> **Exercise details**:
Convert the part of the items that opens with the line containing "Output form: <point>407,725</point>" and closes with the line containing "<point>912,469</point>" into a Markdown table with the columns Row and Line. Number each row and leave out blank lines.

> **Input**:
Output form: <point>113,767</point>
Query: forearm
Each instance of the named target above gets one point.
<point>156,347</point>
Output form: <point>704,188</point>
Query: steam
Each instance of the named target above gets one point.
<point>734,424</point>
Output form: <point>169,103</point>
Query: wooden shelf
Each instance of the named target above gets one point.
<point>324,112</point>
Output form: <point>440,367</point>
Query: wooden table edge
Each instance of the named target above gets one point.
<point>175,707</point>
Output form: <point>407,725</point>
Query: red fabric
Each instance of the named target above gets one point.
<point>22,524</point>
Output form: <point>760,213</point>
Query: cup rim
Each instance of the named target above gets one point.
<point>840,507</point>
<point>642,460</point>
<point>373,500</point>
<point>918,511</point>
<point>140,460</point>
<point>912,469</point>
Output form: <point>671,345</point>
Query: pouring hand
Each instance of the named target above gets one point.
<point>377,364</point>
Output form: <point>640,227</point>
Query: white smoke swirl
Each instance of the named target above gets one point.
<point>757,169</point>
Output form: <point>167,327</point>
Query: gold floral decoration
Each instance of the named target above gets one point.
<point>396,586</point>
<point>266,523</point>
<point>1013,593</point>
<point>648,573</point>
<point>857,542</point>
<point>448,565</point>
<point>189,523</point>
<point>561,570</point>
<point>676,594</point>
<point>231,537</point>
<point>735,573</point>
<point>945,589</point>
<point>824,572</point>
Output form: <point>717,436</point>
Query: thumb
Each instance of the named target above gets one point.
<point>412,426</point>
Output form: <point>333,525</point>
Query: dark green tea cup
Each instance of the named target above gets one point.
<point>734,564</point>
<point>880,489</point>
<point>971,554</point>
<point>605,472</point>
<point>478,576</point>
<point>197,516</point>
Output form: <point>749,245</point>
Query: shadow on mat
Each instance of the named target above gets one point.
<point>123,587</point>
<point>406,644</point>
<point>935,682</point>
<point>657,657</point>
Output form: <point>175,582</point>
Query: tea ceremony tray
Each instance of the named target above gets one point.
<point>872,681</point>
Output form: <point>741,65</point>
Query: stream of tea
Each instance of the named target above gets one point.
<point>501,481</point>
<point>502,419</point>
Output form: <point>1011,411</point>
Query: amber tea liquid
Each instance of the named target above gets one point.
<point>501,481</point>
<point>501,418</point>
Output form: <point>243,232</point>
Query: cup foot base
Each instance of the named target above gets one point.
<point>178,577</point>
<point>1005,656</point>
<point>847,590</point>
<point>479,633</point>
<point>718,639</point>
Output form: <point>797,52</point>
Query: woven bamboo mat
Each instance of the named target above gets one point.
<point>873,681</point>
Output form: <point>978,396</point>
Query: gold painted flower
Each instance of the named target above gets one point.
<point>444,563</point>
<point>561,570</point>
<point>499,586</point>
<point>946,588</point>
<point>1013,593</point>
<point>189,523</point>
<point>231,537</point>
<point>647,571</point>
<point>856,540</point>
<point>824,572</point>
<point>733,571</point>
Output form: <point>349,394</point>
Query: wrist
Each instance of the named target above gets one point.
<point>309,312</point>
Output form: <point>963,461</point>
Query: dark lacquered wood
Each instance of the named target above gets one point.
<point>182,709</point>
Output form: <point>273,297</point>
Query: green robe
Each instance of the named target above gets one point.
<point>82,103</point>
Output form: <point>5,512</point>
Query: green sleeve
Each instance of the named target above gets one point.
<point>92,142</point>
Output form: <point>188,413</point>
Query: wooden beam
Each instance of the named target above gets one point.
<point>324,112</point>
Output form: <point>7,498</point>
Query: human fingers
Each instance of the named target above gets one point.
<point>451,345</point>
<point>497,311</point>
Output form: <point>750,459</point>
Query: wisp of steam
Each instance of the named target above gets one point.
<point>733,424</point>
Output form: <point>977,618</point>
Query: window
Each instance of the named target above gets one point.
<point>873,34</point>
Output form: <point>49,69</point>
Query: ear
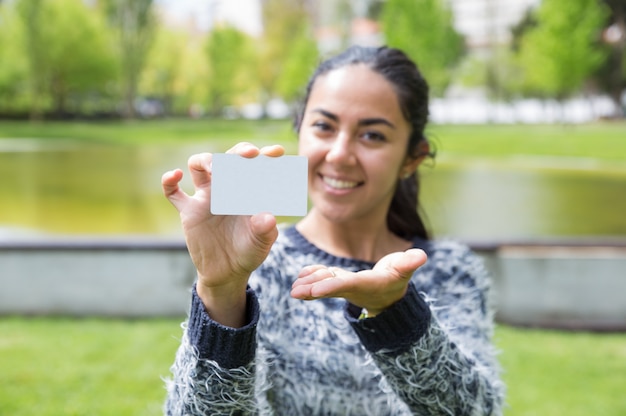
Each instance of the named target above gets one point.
<point>412,163</point>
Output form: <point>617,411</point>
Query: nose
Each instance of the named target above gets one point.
<point>341,151</point>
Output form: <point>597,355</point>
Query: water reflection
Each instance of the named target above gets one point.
<point>105,189</point>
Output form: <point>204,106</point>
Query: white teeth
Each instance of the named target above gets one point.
<point>337,184</point>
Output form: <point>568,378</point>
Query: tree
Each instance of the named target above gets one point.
<point>611,76</point>
<point>299,66</point>
<point>14,68</point>
<point>229,54</point>
<point>134,23</point>
<point>79,58</point>
<point>285,23</point>
<point>562,51</point>
<point>425,31</point>
<point>161,77</point>
<point>67,52</point>
<point>31,12</point>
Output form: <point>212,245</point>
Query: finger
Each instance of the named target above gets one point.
<point>406,263</point>
<point>322,282</point>
<point>307,270</point>
<point>264,227</point>
<point>200,169</point>
<point>314,273</point>
<point>275,150</point>
<point>244,149</point>
<point>171,189</point>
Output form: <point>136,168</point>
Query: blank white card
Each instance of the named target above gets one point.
<point>248,186</point>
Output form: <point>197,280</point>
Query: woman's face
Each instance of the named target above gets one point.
<point>355,138</point>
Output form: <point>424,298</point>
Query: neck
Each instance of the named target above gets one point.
<point>358,240</point>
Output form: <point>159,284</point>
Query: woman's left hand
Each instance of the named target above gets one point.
<point>374,290</point>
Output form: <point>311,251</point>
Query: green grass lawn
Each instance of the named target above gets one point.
<point>114,367</point>
<point>606,141</point>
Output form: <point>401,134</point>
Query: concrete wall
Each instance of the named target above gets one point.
<point>125,278</point>
<point>553,285</point>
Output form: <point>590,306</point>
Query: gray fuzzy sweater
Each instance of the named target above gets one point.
<point>428,354</point>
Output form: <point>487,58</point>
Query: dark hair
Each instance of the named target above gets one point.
<point>403,217</point>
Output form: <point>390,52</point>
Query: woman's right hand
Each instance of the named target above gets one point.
<point>225,249</point>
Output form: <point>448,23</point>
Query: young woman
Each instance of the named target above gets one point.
<point>354,310</point>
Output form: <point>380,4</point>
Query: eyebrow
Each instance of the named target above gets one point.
<point>362,122</point>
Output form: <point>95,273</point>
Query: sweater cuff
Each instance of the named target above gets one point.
<point>229,347</point>
<point>396,328</point>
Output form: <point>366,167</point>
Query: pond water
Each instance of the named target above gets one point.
<point>105,190</point>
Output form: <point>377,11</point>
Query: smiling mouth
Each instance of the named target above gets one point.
<point>338,184</point>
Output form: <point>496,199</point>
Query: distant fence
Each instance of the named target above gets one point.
<point>576,285</point>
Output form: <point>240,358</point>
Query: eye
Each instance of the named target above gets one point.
<point>374,136</point>
<point>322,127</point>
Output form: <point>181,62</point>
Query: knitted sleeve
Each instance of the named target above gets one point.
<point>442,360</point>
<point>214,369</point>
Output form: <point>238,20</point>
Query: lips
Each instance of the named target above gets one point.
<point>340,184</point>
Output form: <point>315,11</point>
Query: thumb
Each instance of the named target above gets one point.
<point>404,263</point>
<point>264,228</point>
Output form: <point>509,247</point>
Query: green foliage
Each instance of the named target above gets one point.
<point>424,30</point>
<point>285,23</point>
<point>134,24</point>
<point>300,64</point>
<point>162,76</point>
<point>68,53</point>
<point>230,63</point>
<point>561,52</point>
<point>14,68</point>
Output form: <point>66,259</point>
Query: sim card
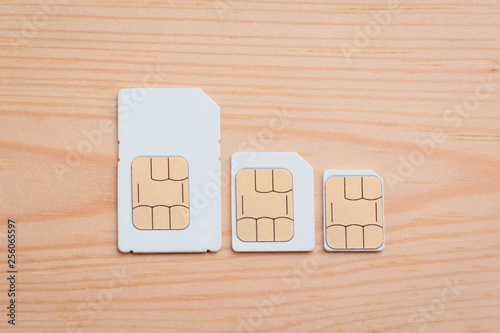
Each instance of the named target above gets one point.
<point>168,171</point>
<point>353,210</point>
<point>273,202</point>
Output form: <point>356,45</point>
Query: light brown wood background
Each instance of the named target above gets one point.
<point>282,76</point>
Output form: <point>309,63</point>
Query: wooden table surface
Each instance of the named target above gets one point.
<point>409,89</point>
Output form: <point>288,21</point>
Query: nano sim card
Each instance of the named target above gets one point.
<point>169,171</point>
<point>273,208</point>
<point>353,210</point>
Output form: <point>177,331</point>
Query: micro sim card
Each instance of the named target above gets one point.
<point>273,202</point>
<point>168,171</point>
<point>353,210</point>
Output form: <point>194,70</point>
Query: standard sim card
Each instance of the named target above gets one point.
<point>168,171</point>
<point>273,202</point>
<point>353,210</point>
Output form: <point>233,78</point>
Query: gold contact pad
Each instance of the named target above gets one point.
<point>353,209</point>
<point>160,193</point>
<point>264,205</point>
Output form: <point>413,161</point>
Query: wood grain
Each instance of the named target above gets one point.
<point>417,101</point>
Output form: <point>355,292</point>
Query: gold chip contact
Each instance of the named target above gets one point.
<point>264,205</point>
<point>353,213</point>
<point>160,193</point>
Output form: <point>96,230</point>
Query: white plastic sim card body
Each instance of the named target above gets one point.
<point>353,211</point>
<point>168,171</point>
<point>272,202</point>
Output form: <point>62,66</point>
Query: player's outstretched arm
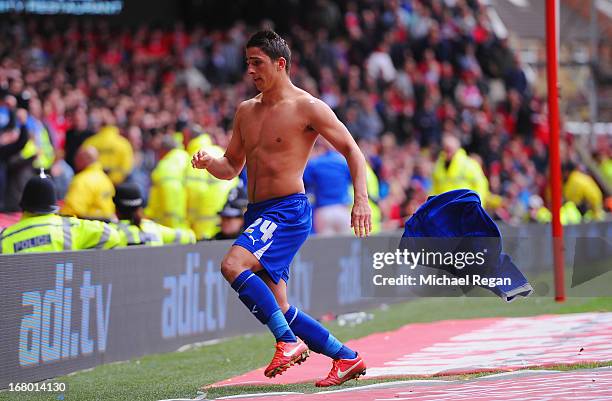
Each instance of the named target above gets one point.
<point>232,162</point>
<point>324,121</point>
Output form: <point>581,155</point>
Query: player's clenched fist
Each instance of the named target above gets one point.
<point>201,159</point>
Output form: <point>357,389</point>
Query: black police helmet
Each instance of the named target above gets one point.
<point>128,197</point>
<point>39,195</point>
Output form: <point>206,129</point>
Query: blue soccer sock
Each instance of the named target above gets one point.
<point>258,298</point>
<point>317,337</point>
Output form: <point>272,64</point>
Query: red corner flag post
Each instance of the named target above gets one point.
<point>555,163</point>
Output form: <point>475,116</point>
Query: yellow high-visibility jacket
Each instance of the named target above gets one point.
<point>50,232</point>
<point>152,234</point>
<point>206,195</point>
<point>116,154</point>
<point>463,172</point>
<point>581,188</point>
<point>90,195</point>
<point>168,196</point>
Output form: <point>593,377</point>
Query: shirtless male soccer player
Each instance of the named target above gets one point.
<point>274,133</point>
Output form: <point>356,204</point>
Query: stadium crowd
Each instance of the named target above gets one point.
<point>435,99</point>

> **Solution to the problem**:
| Row | Line |
|---|---|
| 1 | Output form: <point>407,725</point> |
| 2 | Query: red fabric |
| 3 | Each instance of the named target above gets one point. |
| 4 | <point>22,524</point> |
| 5 | Output form: <point>760,213</point> |
| 6 | Query: cup rim |
| 7 | Each instance of the named target above gets one point. |
| 8 | <point>840,507</point> |
| 9 | <point>642,460</point> |
| 10 | <point>373,500</point> |
| 11 | <point>918,511</point> |
| 12 | <point>140,460</point> |
| 13 | <point>912,469</point> |